_Short exercise_
Reproduce each of the records below verbatim, line for line, omitting the pictures.

_Records for the task_
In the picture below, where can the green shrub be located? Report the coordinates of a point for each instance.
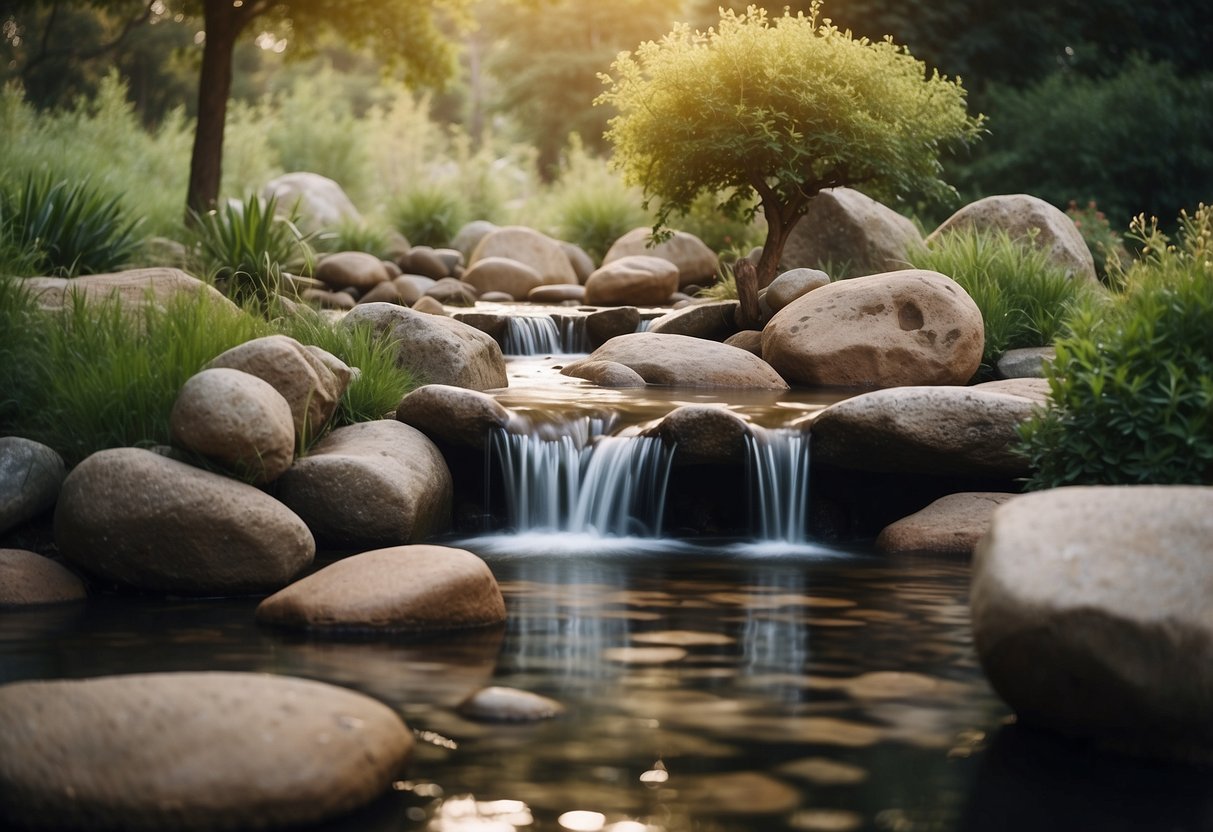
(1024, 298)
(66, 229)
(248, 248)
(1131, 392)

_Final answer_
In the picture below, where can the green shrub be located? Report the coordinates of a point for each instance.
(1024, 298)
(66, 229)
(248, 248)
(1131, 392)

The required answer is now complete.